#### [Excerpt provided]
● ● ● ●
Write short notes on: Power of Audit Committee as stipulated under SEBI (Listing Obligations and Disclosure Requirements) Regulations.
Power of Audit Committee:
As per SEBI (LODR) Regulations, 2015, the audit committee may exercise following powers, in addition to others:
- To investigate any activity within its terms of reference.
- To seek information from any employee.
- To obtain outside legal or other professional advice.
- To secure attendance of outsiders with relevant expertise.
Comment on the following in the light of certificate of compliance of conditions of Corporate Governance to be issued for a listed company where the Board consists of 10 directors including a non-executive director as its chairman and further:
- There were 5 audit committee meetings held during the year as follows: 01/04/2020, 01/06/2020,01/09/2020, 03/01/2021, 25/03/2021.
- There are 4 independent directors. One of them resigned on 25/05/2020. A new independent director was appointed on 01/09/2020.
- The Chairman of Audit Committee did not attend the Annual General meeting held on 14/09/2020.
● ● ● ●
Image object location entries
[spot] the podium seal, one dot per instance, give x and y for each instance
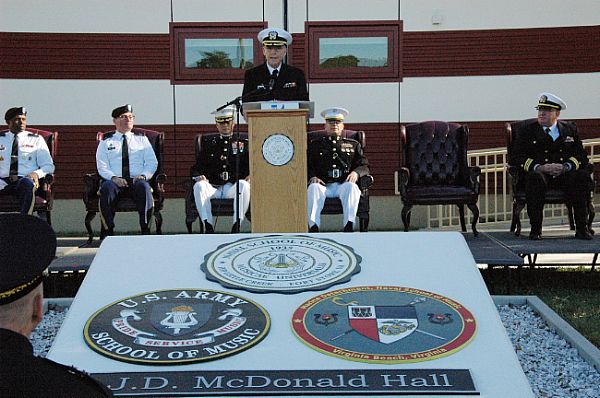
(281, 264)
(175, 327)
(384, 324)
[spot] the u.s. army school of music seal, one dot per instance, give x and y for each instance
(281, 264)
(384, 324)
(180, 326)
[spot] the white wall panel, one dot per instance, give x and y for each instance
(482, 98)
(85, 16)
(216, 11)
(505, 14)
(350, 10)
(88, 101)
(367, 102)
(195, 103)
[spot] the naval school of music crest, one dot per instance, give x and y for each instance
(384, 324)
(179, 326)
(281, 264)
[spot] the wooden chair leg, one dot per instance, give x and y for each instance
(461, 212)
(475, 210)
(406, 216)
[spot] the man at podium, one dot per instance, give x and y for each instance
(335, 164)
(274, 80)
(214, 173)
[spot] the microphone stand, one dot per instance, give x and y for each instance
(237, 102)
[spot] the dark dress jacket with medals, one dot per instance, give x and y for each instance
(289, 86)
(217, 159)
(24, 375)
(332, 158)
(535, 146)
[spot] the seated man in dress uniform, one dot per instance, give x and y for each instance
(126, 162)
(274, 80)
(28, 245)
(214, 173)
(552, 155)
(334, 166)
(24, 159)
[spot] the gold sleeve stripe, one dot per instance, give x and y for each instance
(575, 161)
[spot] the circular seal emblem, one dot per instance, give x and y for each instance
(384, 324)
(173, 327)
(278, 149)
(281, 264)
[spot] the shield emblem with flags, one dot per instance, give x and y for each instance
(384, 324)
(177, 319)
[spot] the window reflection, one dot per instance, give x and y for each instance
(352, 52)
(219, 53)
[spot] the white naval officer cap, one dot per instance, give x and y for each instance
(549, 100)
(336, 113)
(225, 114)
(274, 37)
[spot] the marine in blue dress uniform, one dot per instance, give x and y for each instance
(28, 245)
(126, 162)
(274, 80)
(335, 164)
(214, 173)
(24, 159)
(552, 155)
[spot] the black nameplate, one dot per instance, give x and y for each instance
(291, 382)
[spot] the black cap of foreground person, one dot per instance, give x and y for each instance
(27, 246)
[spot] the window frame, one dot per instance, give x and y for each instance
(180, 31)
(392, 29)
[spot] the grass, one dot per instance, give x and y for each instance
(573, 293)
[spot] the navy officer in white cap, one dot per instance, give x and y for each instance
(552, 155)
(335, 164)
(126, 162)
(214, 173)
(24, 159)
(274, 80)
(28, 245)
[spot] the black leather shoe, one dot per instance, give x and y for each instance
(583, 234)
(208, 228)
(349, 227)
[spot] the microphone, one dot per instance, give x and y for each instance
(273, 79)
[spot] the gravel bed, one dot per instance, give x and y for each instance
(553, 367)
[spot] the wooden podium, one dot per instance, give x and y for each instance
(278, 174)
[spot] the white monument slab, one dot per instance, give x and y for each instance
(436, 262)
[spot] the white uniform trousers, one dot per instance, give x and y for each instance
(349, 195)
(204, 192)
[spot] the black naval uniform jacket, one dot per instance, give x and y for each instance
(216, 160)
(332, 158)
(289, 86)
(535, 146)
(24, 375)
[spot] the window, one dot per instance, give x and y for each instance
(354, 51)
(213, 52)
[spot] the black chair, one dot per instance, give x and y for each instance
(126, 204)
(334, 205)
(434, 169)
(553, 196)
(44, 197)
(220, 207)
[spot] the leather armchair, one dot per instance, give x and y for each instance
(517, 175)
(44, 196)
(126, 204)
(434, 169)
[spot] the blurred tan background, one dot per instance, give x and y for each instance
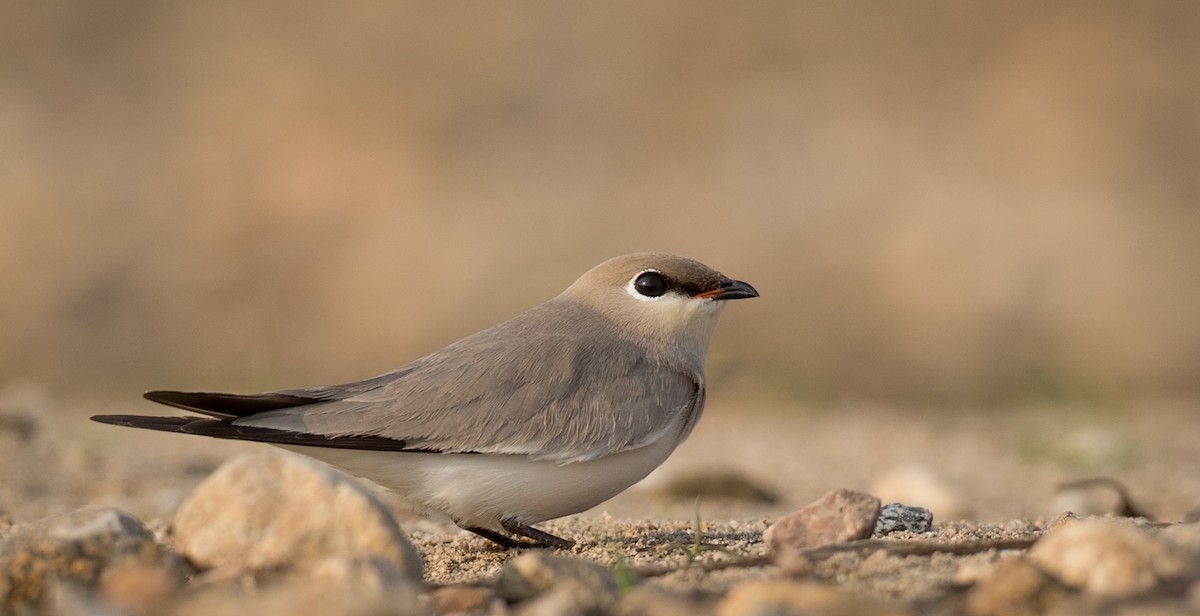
● ● ● ●
#### [Requirement]
Does each statement below agree with the audit committee excerpt above? Answer yes or no for each and quote the words of the excerpt that decide it.
(a) The audit committee may seek information from any employee.
(b) Six audit committee meetings were held during the year.
(c) The Chairman of the Audit Committee attended the Annual General meeting held on 14/09/2020.

#### [Response for this exercise]
(a) Yes: "To seek information from any employee."
(b) No: "There were 5 audit committee meetings held during the year"
(c) No: "The Chairman of Audit Committee did not attend the Annual General meeting held on 14/09/2020."